# DATA FOR THIS TASK

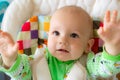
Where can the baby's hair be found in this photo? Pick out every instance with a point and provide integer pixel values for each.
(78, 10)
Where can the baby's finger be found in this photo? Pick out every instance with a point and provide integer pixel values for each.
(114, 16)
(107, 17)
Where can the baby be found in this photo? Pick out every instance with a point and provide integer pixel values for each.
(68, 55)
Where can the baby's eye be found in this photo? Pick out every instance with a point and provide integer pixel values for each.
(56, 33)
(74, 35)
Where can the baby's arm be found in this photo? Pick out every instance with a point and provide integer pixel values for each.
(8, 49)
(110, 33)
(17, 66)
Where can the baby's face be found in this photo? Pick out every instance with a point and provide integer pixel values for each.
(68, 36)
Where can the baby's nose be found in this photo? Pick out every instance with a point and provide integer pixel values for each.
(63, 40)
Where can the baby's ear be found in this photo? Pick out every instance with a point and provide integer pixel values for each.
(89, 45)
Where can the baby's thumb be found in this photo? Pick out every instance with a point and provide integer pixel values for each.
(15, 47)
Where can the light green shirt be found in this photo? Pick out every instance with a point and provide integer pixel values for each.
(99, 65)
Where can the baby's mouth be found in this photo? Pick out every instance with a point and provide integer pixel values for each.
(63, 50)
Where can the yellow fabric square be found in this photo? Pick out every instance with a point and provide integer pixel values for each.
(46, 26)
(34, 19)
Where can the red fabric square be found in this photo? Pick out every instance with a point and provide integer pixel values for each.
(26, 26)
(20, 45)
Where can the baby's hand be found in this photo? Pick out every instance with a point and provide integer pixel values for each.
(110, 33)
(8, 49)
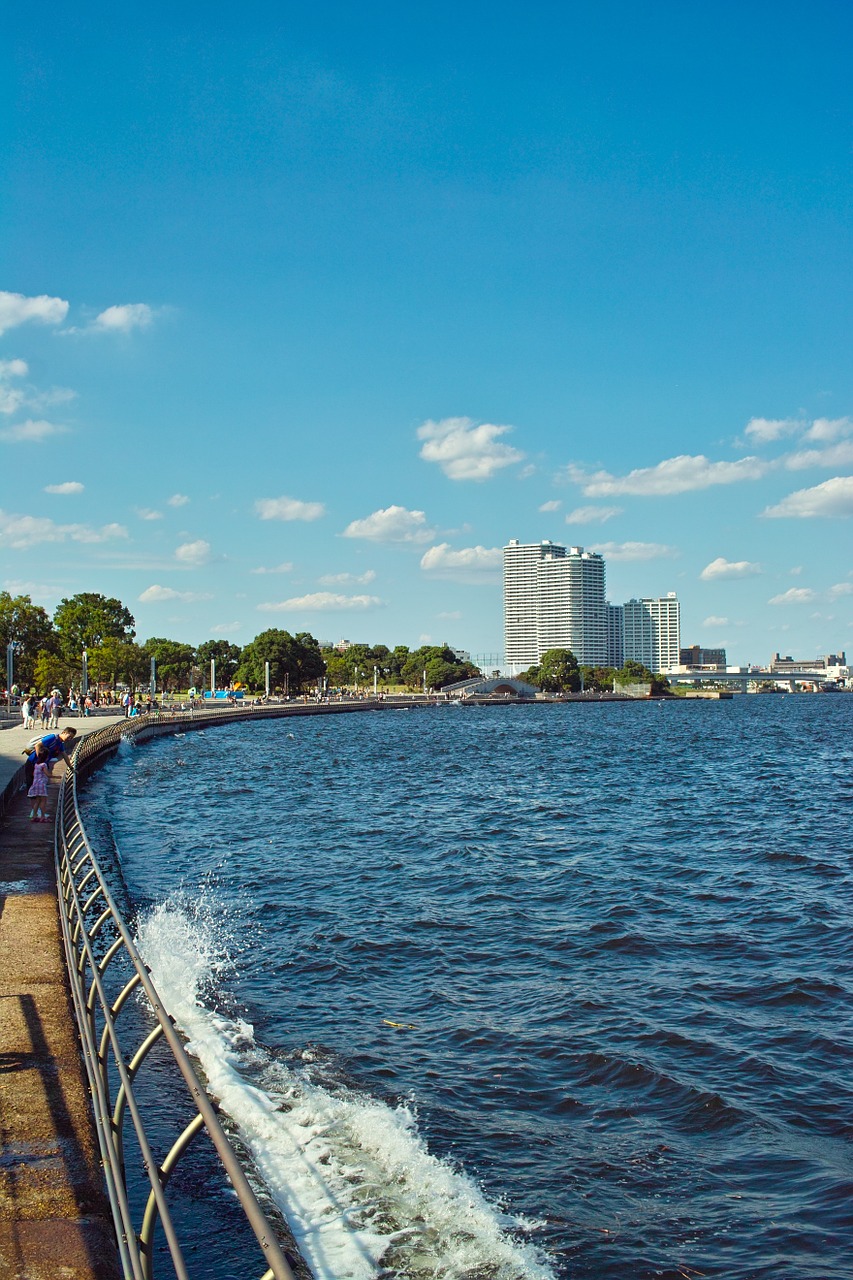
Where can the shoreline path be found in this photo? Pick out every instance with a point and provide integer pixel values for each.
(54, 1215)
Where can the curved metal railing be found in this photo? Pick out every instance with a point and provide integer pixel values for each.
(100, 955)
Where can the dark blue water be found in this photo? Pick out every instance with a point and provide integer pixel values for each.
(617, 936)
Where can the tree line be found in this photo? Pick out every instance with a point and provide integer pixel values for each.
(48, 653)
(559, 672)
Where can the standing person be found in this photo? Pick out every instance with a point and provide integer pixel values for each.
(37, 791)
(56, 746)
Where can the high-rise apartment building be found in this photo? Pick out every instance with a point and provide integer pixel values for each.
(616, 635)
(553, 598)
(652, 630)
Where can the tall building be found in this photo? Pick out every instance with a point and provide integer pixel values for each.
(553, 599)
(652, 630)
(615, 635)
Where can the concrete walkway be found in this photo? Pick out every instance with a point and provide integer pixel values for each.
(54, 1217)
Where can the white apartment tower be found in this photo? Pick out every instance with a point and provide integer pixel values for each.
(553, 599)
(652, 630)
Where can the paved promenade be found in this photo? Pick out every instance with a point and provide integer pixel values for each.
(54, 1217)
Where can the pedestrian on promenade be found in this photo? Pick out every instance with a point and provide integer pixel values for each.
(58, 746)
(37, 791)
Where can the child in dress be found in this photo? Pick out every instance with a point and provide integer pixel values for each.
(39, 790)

# WORK INSTRUCTIONS
Leave out every line before the one containing "Where can the high-rise"; set down that line and all remaining lines of the material exactly.

# EXERCISE ANSWER
Where can the high-rise apartment building be found in this photo? Pick out every instance with a point and provide integer pixel values for each.
(616, 635)
(553, 598)
(652, 630)
Where can the tall building be found in this photo? Pick out every instance with a point and provide integer pixel values for each.
(553, 599)
(652, 630)
(615, 635)
Where can the concrete walkway be found in this photo? Pick out every instance with a point and provide integer pixel values for each.
(54, 1217)
Where can the white apartment tower be found in this photo? Pick out every instance with a point and provide integer pixel values for each.
(553, 599)
(652, 630)
Where can the paved promenade be found in this photo? Pick out every instance with a point and provide integer pixel values for each.
(54, 1217)
Where can the pedestrian on promenade be found in this photo? Pick out every instance with a point and provide integer pixel values for each.
(58, 746)
(37, 791)
Where can the child in dress be found in this photo? Pick out every instance with a point and provide integer pixel values for each.
(39, 790)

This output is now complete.